#### SUPPLIED MATERIAL

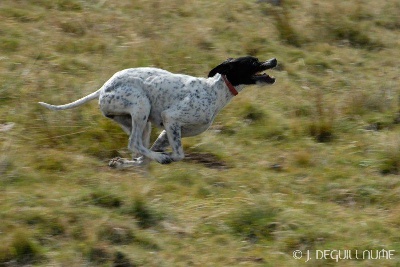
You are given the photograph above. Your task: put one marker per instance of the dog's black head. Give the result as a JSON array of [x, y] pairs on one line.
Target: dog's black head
[[245, 70]]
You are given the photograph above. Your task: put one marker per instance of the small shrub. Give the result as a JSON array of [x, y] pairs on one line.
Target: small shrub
[[99, 254], [146, 217], [253, 113], [321, 130], [9, 44], [118, 235], [22, 250], [255, 222], [390, 162], [286, 31], [69, 5], [121, 260], [105, 199]]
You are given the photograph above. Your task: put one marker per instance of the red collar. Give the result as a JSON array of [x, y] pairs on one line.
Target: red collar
[[230, 86]]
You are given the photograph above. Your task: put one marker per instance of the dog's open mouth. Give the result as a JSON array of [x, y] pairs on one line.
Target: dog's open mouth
[[263, 77]]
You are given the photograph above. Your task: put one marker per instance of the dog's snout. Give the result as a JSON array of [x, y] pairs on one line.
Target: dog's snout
[[271, 63]]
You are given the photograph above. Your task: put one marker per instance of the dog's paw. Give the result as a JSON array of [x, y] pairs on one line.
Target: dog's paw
[[118, 163], [165, 158]]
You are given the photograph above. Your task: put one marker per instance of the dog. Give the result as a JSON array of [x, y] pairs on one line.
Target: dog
[[182, 105]]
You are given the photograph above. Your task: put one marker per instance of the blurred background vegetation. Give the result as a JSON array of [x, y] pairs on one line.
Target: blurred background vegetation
[[312, 162]]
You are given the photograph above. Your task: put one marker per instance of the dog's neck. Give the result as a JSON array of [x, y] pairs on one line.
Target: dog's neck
[[231, 88]]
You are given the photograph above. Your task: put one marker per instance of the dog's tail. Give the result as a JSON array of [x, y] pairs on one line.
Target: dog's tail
[[74, 104]]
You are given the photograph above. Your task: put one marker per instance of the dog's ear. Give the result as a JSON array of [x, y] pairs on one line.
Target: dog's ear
[[222, 68]]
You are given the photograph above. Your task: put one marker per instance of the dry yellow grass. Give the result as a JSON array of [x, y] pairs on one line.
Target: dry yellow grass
[[311, 163]]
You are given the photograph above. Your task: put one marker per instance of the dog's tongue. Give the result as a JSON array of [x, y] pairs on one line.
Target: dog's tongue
[[269, 64]]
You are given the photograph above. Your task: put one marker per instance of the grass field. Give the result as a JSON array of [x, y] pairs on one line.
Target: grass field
[[311, 163]]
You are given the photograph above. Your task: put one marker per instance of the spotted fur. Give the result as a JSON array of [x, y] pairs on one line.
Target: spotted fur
[[182, 105]]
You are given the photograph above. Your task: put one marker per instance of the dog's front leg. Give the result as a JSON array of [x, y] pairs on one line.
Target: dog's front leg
[[161, 142]]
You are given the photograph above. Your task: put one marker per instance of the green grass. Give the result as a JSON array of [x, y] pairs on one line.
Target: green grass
[[311, 162]]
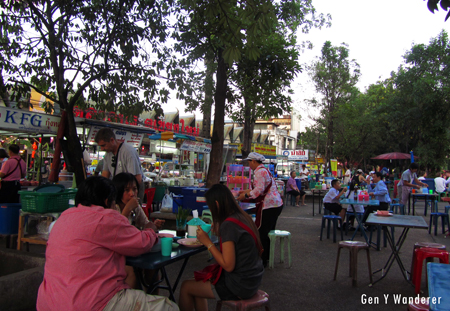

########

TASK PROMPT:
Copy every one of the records above word for word, leaving out the pictures.

WRITTEN ANSWER:
You are given the photograph above. Your task: put one marker per instance of the dog's black head. Give the result as a JSON array of [x, y] pairs on one line.
Target: dog's black head
[[245, 70]]
You are given the photograph above. Your task: put one marker per instance of the small shrub. Give the result as a JSON array of [x, y] pairs on one line.
Target: small shrub
[[99, 254], [146, 217], [253, 113], [321, 130], [9, 44], [118, 235], [22, 250], [255, 222], [390, 162], [286, 31], [69, 5], [121, 260], [105, 199]]
You are given the photograph above. Your task: put one marker per instance of the red collar. Give the result as a JSON array of [x, y] pairs on one line.
Target: red collar
[[230, 86]]
You are given the photograph above. Your task: put one marker per instance of the dog's open mouth. Give the result as a JSON array of [x, y] pairs on one line.
Target: dog's open mouth
[[263, 77]]
You are given the photograph above. Your task: put one marker per instance of the dog's snout. Give the result as a JSON array of [x, y] pairs on one line.
Target: dog's snout
[[271, 63]]
You are given the photograph above. Your task: put one marker per instance of the dog's paw. Give the result as a JSON array of [x, y] pairs on one line.
Target: dog's paw
[[118, 163], [165, 158]]
You are given the photograph above. Your task: put one marker per instance of the dog. Give the result as a JSON array of [x, y] pairs on one line.
Target: dog
[[182, 105]]
You are given the photograph above. Your task: put one marker per instance of the blurred background vegetation. Give the result as a JSON array of [x, y] pairs on one line.
Target: blurred background vegetation
[[312, 162]]
You are given the photograph above. Your task: put one marker per instance of the dog's neck. Give the result as a JSON array of [x, y] pairs on one line.
Target: dog's neck
[[231, 88]]
You are given the photograph above. Your task: put one marker per instance of the dog's tail. Give the result as a JSON array of [x, y] pairs on one line.
Target: dog's tail
[[74, 104]]
You are given the photograph above. Your task: put one marker per instance of the dog's ear. Give the result as a JSON array of [x, y] pairs on one line.
Target: dog's ear
[[222, 68]]
You are given the photograph above. Your task: put one marker per instance of the dry yellow grass. Give the result as a JSON array of [x, y] pairs on one line.
Target: dry yellow grass
[[311, 163]]
You are given the photograph above. Your task: put one marker per instance of the dog's tongue. Give the result as a JSON array of [x, y] pairs on one line.
Target: dog's tongue
[[269, 64]]
You are given the photograph above. Your task: put one marker per instance of the grass field. Give the result as a JSON array of [x, y] pairs on one line.
Target: grass field
[[311, 163]]
You are given the photograph above. Your task: put one marker per instance of the spotted fur. Give the result as a JSON array of [x, y] pairs on one line.
Target: spotted fur
[[182, 105]]
You are given the photograph above. Your task: put one marker per instance of the dog's front leg. Give the result as a JSON array of [x, y] pairs on one line.
Target: dog's front leg
[[161, 142]]
You are given the photograph above. Your task: put one marker per instance of the green grass. Give the result as a JSON array of [x, y] pairs on one line.
Target: green grass
[[311, 162]]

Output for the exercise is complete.